*** Opening MATERIAL PROVIDED ***
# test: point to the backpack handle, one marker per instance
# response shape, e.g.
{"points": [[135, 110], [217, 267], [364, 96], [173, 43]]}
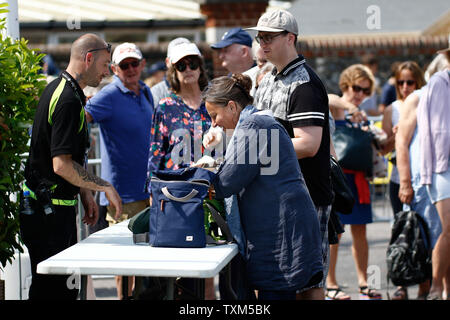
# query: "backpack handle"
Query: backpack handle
{"points": [[186, 198]]}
*** Closing MATERIAL PROVIDED ***
▸ **WHAT NEEDS TO BE DONE**
All the lines above must be written out exactly, without a single picture.

▸ **COMPLETED TASK**
# test: point to the backpack handle, one marker per instance
# response shape, e.g.
{"points": [[135, 110], [217, 267], [364, 96], [173, 43]]}
# query: "backpack handle"
Query: backpack handle
{"points": [[186, 198]]}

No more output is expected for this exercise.